### Your goal
Copy the listing below line for line, with no changes.

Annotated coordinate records

▬▬▬▬▬▬▬▬▬▬

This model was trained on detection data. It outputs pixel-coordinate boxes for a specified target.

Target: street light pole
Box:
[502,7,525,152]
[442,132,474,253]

▬▬▬▬▬▬▬▬▬▬

### Result
This model was trained on detection data. It outputs pixel-coordinate boxes for a specified target.

Target: street light pole
Box:
[502,7,525,152]
[442,132,474,253]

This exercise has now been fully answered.